Instructions to follow: Reproduce verbatim the final portion of the material below, from the line containing "ok i need to grab the white six-panel" through its last line, and nothing else.
---- Given information
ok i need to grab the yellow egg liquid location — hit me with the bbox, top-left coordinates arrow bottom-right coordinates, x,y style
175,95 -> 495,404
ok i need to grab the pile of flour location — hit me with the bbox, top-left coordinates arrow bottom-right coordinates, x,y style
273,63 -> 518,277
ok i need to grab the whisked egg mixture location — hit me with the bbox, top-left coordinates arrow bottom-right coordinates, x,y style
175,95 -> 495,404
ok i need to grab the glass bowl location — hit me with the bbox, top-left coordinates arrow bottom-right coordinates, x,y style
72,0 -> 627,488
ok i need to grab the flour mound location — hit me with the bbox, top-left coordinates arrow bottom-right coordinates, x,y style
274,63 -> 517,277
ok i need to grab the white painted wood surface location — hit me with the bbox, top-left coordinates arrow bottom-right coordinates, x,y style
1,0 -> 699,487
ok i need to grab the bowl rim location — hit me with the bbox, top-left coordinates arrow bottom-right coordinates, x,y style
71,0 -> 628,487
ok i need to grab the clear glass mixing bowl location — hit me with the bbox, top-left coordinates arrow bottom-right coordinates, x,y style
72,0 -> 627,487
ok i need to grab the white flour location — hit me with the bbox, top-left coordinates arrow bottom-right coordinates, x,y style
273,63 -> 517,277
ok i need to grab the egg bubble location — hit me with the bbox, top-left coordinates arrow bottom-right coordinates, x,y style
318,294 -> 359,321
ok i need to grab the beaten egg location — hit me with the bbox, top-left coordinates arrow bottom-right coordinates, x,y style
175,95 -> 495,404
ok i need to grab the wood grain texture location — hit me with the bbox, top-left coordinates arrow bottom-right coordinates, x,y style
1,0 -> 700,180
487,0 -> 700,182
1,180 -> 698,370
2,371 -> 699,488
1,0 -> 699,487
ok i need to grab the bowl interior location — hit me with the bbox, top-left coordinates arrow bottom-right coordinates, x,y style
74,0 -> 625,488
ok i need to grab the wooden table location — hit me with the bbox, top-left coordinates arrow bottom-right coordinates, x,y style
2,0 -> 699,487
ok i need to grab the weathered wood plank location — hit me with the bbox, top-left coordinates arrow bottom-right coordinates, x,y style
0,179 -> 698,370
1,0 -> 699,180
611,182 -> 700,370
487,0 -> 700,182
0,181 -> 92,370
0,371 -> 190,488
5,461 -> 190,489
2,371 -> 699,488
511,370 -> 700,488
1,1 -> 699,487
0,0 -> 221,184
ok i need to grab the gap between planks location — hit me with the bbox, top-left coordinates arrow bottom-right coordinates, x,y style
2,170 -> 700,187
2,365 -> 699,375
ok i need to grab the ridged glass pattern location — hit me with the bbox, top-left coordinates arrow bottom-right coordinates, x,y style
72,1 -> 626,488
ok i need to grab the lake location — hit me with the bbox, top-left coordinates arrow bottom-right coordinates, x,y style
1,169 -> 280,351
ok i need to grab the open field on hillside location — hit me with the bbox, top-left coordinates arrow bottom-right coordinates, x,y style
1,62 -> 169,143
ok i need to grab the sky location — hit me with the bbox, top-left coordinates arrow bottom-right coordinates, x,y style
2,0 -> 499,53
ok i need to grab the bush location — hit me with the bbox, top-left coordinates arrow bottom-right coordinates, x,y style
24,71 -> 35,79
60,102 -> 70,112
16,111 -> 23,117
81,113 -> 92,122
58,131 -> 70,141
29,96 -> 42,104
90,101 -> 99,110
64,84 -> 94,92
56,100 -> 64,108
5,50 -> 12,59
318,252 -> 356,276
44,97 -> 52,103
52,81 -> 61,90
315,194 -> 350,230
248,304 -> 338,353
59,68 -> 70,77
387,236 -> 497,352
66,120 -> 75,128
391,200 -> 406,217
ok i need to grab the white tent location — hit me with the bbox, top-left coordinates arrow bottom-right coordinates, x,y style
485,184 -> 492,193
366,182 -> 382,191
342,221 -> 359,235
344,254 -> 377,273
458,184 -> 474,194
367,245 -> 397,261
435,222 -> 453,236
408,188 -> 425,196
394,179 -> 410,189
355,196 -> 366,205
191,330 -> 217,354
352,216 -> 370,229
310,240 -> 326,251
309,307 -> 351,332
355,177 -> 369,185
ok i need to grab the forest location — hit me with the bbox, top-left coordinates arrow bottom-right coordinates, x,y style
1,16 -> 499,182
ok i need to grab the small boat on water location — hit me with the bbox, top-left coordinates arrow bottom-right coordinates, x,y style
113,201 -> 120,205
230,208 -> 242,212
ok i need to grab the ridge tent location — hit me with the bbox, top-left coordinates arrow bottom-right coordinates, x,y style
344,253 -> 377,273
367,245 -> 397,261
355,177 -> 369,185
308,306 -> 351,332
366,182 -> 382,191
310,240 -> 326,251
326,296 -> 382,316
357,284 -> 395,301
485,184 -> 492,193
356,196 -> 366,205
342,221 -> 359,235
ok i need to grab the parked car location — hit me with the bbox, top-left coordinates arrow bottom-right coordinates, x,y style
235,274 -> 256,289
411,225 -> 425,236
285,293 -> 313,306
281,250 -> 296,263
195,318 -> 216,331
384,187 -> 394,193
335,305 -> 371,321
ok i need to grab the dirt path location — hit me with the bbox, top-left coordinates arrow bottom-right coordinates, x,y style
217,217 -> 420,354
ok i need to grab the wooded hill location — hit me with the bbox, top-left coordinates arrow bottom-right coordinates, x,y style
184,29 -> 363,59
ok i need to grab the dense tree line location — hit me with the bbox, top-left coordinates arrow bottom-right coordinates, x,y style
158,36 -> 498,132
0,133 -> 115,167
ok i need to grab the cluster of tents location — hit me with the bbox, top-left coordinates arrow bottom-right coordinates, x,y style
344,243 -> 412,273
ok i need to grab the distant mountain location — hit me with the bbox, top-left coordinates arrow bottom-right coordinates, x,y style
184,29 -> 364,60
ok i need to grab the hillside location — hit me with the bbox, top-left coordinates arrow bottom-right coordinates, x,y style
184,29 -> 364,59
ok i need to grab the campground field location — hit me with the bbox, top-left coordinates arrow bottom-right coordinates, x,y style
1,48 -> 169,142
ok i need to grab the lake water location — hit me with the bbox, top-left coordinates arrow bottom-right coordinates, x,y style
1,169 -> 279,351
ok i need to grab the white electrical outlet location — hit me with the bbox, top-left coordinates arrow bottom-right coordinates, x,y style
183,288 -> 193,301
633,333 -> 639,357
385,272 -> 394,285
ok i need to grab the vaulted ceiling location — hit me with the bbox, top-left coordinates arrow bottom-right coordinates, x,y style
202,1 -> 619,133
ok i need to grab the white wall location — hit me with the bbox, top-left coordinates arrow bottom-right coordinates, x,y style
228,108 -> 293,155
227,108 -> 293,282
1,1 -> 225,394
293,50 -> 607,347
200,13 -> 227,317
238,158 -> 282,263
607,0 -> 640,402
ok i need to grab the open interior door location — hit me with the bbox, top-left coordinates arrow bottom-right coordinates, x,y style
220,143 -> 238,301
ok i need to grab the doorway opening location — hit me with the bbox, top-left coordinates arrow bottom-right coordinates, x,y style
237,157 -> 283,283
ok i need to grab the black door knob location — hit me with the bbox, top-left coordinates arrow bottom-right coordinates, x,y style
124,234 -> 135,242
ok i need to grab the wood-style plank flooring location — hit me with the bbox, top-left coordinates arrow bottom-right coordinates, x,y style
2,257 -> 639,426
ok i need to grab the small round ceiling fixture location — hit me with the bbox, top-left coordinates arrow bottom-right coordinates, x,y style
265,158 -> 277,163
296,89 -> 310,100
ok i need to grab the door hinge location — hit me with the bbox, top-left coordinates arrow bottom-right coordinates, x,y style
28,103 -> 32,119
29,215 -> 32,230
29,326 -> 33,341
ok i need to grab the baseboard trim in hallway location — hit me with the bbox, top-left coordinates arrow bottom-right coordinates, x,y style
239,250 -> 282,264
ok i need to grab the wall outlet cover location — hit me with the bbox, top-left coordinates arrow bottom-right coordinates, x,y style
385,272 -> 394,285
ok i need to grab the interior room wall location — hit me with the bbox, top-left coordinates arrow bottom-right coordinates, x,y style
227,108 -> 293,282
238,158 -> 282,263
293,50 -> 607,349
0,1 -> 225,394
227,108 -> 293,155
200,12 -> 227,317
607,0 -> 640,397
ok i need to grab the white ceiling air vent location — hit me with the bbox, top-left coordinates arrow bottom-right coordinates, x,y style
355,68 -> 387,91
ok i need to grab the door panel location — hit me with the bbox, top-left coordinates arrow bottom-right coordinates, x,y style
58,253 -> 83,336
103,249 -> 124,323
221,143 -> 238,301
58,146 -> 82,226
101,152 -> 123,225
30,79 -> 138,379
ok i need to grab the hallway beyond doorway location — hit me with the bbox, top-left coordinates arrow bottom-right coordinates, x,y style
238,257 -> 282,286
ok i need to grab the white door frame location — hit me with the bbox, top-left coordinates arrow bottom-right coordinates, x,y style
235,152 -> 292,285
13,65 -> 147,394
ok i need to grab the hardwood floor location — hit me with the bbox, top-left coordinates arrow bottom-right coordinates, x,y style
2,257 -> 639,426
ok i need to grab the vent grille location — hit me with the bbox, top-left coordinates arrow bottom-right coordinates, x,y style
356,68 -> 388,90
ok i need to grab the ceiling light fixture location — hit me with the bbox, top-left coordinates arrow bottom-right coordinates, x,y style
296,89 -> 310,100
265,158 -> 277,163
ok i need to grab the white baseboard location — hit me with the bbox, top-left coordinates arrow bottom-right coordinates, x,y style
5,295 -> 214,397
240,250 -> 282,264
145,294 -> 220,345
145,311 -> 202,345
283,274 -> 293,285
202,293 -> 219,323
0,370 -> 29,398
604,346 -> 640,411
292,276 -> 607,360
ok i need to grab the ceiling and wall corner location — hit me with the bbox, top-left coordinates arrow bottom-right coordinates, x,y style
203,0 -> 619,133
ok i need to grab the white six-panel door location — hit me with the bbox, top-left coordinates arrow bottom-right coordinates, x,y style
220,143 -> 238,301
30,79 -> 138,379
--------
Response to this task:
ok i need to grab the white six-panel door location — hit me with the bbox, top-left coordinates arrow bottom-right coordinates, x,y style
220,143 -> 238,301
30,79 -> 138,379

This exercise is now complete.